# PAGE EXTRACT
::::::

Pages

Friday, January 29, 2010

The One Year Anniversary

Today was the one year mark. Not a happy anniversary, but one that made me sad because a year ago today many of my friends and co-workers lost their jobs. One year ago today 1/3 of the staff in our department was shown the door,
eliminated,
laid-off
cut,
severed,
sent packing,
given the heave-ho,
"right-sized",
globalized,
displaced.

It was terrible -- and that's from my perspective -- and I wasn't even there since I had already left the office before it started to happen. In fact, I was leaving for my 1/2 day off when Pam and I passed each other in the lobby and wished each other a "good weekend". Then I went home and she went in to her "meeting" only to find out that she was getting the axe. Followed by so many others.

So sad. It makes me tear up every time I think about that day, and I wasn't even there to experience what happened first-hand:
- the anxiety,
- the knowledge that you might be next,
- the hours of waiting and uncertainty,
- the knowledge that if the department secretary came to your cube it was bad,
- the security guys escorting people out.

::::::

# EXCERPTED DATA
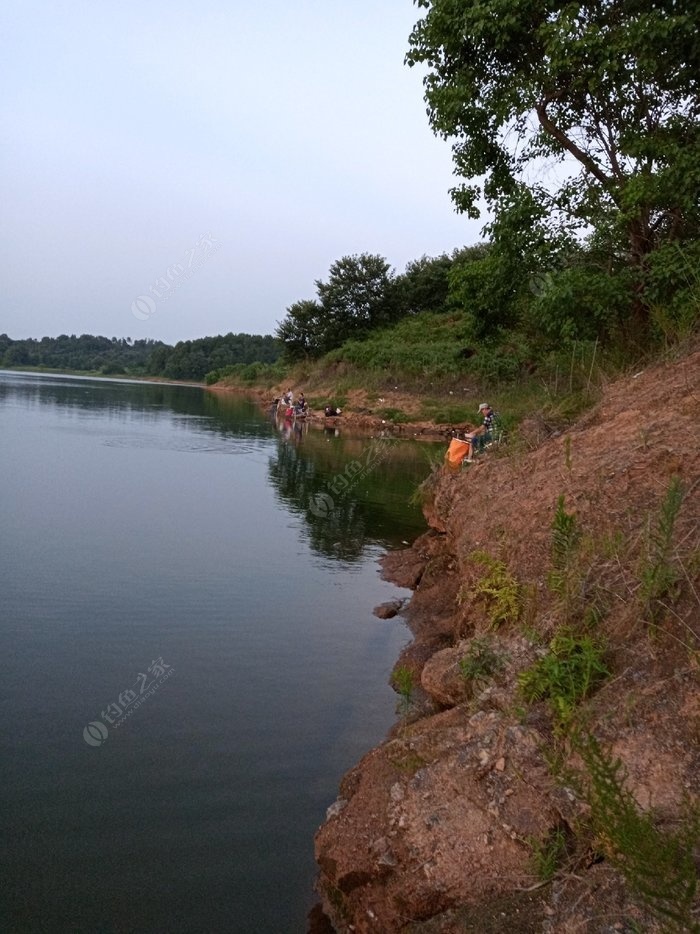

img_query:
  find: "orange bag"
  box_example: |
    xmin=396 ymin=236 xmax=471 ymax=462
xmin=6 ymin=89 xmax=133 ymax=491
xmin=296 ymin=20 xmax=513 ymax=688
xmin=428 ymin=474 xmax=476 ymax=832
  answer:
xmin=445 ymin=438 xmax=469 ymax=467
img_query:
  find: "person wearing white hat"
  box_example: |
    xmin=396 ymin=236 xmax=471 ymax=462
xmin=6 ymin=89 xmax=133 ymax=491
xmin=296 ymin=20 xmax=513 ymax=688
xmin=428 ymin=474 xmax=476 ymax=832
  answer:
xmin=464 ymin=402 xmax=497 ymax=464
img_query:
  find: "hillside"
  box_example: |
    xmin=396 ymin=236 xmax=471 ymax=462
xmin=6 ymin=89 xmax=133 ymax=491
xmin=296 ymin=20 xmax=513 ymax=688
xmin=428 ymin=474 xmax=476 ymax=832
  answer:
xmin=316 ymin=349 xmax=700 ymax=934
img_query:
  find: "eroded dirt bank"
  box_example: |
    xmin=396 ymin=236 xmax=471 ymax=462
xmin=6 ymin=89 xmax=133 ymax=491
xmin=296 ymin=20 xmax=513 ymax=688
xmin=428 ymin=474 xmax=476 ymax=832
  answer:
xmin=316 ymin=352 xmax=700 ymax=934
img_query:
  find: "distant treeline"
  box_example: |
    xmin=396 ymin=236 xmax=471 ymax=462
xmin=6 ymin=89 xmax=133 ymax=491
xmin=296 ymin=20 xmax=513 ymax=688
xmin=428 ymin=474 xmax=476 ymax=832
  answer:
xmin=0 ymin=334 xmax=281 ymax=380
xmin=146 ymin=333 xmax=282 ymax=380
xmin=0 ymin=334 xmax=165 ymax=374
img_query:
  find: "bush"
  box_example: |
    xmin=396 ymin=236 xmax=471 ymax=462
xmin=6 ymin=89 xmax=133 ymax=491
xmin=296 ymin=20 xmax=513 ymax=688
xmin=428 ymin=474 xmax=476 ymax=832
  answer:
xmin=518 ymin=628 xmax=609 ymax=725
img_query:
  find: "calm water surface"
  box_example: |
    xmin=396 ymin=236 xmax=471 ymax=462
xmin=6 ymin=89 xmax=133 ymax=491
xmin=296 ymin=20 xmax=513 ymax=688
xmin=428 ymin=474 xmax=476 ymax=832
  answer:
xmin=0 ymin=373 xmax=438 ymax=934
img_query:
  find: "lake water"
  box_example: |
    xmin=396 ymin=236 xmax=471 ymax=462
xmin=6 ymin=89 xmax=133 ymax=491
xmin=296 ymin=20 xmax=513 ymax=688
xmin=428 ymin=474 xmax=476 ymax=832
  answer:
xmin=0 ymin=372 xmax=438 ymax=934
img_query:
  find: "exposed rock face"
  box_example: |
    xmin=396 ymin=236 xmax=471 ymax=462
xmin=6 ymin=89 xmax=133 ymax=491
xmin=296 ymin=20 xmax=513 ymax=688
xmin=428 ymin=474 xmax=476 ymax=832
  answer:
xmin=316 ymin=353 xmax=700 ymax=934
xmin=317 ymin=708 xmax=560 ymax=931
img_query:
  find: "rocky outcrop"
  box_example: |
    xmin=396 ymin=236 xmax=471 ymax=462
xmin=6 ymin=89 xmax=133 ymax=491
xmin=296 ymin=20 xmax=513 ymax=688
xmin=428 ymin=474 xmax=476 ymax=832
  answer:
xmin=316 ymin=353 xmax=700 ymax=934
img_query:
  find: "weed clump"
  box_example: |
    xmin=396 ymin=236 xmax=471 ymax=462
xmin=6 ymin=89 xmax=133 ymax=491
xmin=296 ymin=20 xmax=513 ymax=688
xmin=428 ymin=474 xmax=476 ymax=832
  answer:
xmin=573 ymin=733 xmax=700 ymax=934
xmin=457 ymin=637 xmax=504 ymax=681
xmin=470 ymin=551 xmax=522 ymax=627
xmin=518 ymin=627 xmax=609 ymax=726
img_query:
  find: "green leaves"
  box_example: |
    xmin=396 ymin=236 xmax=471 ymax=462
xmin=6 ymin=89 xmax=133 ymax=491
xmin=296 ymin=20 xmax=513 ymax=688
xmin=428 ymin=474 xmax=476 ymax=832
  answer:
xmin=406 ymin=0 xmax=700 ymax=336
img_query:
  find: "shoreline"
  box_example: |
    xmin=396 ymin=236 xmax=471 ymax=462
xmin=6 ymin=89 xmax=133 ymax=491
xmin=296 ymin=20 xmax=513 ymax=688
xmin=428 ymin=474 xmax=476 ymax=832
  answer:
xmin=315 ymin=351 xmax=700 ymax=934
xmin=205 ymin=383 xmax=476 ymax=441
xmin=0 ymin=366 xmax=208 ymax=389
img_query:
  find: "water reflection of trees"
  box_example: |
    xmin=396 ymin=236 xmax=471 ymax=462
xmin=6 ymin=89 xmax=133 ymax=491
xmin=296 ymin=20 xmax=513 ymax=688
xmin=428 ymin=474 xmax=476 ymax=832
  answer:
xmin=0 ymin=373 xmax=270 ymax=437
xmin=268 ymin=430 xmax=427 ymax=563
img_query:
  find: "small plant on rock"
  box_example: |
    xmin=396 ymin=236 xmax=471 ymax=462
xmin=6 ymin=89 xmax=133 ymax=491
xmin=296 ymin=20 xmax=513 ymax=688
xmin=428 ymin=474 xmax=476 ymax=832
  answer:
xmin=458 ymin=636 xmax=504 ymax=681
xmin=391 ymin=665 xmax=415 ymax=715
xmin=518 ymin=628 xmax=609 ymax=726
xmin=471 ymin=551 xmax=521 ymax=626
xmin=527 ymin=827 xmax=566 ymax=882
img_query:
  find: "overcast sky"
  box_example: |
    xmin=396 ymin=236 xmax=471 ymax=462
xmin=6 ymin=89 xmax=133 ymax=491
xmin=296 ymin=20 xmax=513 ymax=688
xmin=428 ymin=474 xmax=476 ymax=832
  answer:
xmin=0 ymin=0 xmax=485 ymax=343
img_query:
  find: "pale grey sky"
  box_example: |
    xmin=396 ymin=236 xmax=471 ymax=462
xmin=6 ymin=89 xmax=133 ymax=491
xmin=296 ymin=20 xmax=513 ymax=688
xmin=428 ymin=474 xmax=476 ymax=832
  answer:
xmin=0 ymin=0 xmax=485 ymax=342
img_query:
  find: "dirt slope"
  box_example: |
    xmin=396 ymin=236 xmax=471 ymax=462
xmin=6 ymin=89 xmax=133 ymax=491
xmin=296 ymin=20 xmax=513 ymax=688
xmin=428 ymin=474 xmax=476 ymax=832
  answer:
xmin=316 ymin=351 xmax=700 ymax=934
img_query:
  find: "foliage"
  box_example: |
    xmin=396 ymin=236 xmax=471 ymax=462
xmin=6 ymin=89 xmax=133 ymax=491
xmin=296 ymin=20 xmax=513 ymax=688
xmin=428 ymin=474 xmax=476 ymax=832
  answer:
xmin=458 ymin=636 xmax=504 ymax=681
xmin=391 ymin=665 xmax=415 ymax=714
xmin=204 ymin=362 xmax=286 ymax=386
xmin=0 ymin=334 xmax=166 ymax=375
xmin=275 ymin=299 xmax=323 ymax=360
xmin=547 ymin=494 xmax=581 ymax=617
xmin=394 ymin=253 xmax=453 ymax=316
xmin=640 ymin=476 xmax=683 ymax=618
xmin=377 ymin=408 xmax=410 ymax=425
xmin=518 ymin=627 xmax=609 ymax=725
xmin=470 ymin=551 xmax=521 ymax=626
xmin=407 ymin=0 xmax=700 ymax=336
xmin=147 ymin=333 xmax=282 ymax=380
xmin=573 ymin=733 xmax=700 ymax=932
xmin=527 ymin=827 xmax=567 ymax=882
xmin=276 ymin=253 xmax=397 ymax=360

::::::

# PROBLEM REQUIREMENTS
According to the blog post about the layoff anniversary, what fraction of the department's staff lost their jobs one year earlier? The records have no connection to the blog post about the layoff anniversary.

# WRITTEN REPLY
One third of the department's staff.